# How to post pics?



## Immortal1 (Feb 18, 2015)

2 different ways that I know of....
1. Select the "Go Advanced" button below. Then look for the "Attach Files" box in the Additional Options section at the bottom.

2. I use the Image Hosting section of the forum (second button from the right, at the top). On my computer, I resize the various pics to something around 1024 x 768 pixel size. Then use the Image Hosting area to upload the various images. Now I always have them here for when I want to re-post them.
One uploaded, you copy the "image URL" line and then use the mountain looking post it above to insert the "image URL".


----------



## Raymond S. (Dec 29, 2012)

Depends on where those pictures are coming from. General photo gallery or private
album(s).

[Dataset excerpt]

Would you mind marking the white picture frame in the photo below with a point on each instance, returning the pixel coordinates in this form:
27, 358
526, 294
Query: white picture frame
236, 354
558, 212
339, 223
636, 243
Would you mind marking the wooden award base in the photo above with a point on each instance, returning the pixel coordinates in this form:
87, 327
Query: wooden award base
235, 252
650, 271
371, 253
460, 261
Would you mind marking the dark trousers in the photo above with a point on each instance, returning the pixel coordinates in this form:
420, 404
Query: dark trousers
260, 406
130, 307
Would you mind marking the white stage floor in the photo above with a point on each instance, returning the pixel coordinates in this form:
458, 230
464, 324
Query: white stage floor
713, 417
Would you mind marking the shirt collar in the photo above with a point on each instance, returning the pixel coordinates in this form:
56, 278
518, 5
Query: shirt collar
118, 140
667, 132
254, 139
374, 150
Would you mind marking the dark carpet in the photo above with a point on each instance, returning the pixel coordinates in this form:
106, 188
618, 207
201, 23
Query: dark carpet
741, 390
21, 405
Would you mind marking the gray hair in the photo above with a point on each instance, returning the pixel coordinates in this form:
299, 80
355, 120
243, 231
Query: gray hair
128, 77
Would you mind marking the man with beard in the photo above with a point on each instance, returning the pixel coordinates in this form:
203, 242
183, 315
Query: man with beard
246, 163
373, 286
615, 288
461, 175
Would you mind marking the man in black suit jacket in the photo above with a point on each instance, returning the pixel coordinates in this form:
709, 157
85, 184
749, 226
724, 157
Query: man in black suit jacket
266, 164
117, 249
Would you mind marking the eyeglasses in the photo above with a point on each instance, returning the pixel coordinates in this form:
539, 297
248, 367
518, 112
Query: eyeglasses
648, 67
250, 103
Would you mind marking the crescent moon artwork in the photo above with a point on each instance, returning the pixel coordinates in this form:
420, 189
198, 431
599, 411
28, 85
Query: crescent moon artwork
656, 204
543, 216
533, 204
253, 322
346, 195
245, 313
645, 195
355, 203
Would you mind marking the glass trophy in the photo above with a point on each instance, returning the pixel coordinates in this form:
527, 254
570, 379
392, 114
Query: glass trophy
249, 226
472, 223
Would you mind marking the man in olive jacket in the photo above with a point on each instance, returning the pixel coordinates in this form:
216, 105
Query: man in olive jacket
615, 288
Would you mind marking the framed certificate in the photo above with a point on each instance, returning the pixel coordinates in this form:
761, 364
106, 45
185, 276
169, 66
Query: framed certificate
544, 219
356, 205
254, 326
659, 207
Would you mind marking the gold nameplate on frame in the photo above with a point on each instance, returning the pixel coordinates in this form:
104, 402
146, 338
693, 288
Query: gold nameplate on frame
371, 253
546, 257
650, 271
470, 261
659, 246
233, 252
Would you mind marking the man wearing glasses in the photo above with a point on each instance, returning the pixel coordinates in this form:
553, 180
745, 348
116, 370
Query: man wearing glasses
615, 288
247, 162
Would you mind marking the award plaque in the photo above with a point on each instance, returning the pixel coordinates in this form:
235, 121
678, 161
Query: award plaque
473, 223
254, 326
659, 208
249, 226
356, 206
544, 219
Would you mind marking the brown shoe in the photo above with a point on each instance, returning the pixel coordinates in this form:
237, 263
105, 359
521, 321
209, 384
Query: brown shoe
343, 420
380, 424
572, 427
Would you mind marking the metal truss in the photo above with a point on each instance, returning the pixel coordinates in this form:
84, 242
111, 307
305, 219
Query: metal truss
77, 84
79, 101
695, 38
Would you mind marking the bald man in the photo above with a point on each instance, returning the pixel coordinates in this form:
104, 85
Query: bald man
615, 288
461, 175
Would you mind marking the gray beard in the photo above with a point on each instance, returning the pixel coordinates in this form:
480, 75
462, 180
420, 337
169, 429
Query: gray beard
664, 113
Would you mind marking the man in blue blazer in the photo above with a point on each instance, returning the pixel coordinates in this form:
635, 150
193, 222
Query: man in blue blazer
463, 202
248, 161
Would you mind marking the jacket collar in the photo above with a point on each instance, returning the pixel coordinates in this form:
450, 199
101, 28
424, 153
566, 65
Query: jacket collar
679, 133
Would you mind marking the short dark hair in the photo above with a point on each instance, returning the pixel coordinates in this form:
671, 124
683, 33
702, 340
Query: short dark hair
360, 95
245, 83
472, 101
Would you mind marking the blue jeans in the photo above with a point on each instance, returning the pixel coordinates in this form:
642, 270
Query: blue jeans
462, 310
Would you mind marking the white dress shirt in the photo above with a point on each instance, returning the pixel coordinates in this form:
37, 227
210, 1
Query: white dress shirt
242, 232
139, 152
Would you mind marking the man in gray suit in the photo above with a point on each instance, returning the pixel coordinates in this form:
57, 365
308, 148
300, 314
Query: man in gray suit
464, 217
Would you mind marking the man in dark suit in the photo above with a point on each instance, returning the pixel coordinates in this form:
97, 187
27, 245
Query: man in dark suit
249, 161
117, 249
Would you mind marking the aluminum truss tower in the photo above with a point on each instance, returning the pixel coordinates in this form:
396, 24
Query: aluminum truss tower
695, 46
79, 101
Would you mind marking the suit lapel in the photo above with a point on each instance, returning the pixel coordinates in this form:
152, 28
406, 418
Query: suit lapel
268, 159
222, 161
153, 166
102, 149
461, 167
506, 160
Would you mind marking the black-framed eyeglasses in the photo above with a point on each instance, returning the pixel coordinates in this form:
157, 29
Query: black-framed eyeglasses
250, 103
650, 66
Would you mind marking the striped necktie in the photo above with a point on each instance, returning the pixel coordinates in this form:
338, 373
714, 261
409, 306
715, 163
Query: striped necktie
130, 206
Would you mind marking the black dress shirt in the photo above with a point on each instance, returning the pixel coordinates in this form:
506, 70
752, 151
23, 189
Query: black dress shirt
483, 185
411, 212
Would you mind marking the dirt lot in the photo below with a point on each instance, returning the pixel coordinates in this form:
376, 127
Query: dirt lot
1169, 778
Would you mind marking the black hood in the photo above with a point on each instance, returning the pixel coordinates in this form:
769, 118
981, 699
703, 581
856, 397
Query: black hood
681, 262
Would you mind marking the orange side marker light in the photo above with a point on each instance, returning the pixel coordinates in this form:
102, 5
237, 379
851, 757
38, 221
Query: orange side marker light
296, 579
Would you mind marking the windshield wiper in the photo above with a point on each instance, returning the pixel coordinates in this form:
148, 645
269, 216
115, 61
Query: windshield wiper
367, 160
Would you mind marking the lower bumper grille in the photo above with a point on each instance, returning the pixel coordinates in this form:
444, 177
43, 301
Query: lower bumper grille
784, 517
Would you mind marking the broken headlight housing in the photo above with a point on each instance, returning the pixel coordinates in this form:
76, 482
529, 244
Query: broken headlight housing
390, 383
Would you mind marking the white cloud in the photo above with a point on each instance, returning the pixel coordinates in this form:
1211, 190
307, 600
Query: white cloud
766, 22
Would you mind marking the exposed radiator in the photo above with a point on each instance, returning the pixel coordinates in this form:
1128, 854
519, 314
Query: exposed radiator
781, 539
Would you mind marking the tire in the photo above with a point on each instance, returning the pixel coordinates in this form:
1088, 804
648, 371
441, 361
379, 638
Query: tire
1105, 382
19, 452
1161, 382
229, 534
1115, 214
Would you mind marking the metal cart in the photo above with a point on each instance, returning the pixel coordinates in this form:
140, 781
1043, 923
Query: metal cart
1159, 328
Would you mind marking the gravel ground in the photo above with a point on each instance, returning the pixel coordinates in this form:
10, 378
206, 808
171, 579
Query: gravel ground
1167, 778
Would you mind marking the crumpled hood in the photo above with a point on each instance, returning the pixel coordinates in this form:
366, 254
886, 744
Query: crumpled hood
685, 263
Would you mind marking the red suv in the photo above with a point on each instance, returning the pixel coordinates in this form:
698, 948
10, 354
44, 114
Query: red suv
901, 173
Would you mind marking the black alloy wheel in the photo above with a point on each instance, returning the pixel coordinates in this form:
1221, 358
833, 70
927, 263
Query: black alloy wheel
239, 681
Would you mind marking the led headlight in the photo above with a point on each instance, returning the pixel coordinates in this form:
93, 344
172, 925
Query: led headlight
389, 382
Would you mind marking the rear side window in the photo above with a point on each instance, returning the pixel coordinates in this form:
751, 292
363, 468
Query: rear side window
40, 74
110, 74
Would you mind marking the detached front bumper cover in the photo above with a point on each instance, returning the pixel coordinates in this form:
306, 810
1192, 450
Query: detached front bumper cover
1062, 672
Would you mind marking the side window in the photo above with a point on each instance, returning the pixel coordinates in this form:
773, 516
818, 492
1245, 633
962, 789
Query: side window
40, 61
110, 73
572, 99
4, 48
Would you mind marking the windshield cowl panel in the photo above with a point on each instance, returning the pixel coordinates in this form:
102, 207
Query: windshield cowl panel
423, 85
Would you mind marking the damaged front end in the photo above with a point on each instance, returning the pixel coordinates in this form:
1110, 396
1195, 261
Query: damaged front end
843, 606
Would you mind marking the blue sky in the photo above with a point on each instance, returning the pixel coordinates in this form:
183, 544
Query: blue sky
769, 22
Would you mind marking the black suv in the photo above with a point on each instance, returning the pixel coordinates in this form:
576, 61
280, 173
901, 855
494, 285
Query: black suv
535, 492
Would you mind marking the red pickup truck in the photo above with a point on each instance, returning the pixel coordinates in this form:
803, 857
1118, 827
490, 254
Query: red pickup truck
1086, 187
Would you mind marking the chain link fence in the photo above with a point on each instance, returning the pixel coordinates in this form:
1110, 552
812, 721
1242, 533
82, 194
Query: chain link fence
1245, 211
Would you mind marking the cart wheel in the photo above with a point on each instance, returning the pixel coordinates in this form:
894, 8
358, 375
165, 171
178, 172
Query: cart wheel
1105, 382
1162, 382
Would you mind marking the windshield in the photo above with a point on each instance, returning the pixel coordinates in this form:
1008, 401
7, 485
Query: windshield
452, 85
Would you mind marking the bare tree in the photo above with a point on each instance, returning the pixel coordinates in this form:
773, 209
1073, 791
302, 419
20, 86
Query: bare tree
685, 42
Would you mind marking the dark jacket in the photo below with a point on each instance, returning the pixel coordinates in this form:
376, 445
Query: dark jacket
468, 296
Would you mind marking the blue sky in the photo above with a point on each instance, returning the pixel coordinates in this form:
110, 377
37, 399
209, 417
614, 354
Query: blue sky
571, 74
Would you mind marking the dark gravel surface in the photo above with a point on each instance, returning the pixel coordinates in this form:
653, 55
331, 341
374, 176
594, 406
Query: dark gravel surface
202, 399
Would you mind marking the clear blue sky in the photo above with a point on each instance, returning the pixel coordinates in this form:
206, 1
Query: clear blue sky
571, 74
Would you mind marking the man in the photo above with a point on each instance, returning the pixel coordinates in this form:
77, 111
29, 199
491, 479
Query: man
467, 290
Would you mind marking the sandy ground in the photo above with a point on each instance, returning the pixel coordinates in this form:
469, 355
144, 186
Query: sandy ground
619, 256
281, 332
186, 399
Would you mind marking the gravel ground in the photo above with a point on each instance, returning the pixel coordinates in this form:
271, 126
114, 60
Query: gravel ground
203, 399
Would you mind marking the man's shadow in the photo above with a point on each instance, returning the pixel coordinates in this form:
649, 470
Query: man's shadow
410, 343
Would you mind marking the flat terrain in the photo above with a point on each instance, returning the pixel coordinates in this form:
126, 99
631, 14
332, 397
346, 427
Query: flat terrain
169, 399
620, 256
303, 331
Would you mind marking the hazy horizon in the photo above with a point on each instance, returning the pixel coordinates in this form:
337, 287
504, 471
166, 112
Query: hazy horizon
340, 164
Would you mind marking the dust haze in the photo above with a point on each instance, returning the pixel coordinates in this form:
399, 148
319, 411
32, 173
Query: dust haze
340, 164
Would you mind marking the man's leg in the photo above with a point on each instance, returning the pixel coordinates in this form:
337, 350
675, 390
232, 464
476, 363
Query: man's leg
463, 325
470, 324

* [Direction 1] List every term that the forum thread about posting pictures puts in quotation marks.
* [Direction 2] Resume the forum thread about posting pictures, starting right after its final sentence.
These records were taken from a separate source.

* [Written response 1] "Go Advanced", "Attach Files", "image URL"

* [Written response 2]
In the gallery you clic on the picture to get it to display just that picture. Then you right clic on it and on the list which appears choose "copy image location". Then go to the
post you are making and fist left clic then right clic and choose "paste".
For a picture from your private album get that picture up first then down at the bottom of it there are two lines of address. The first one will give a link to the picture if you copy/paste it in your post. The second one will present the picture in your post if you copy/paste it.


----------



## big b (Jun 3, 2015)

Thanks I'm going to try to upload a picture tomorrow after school.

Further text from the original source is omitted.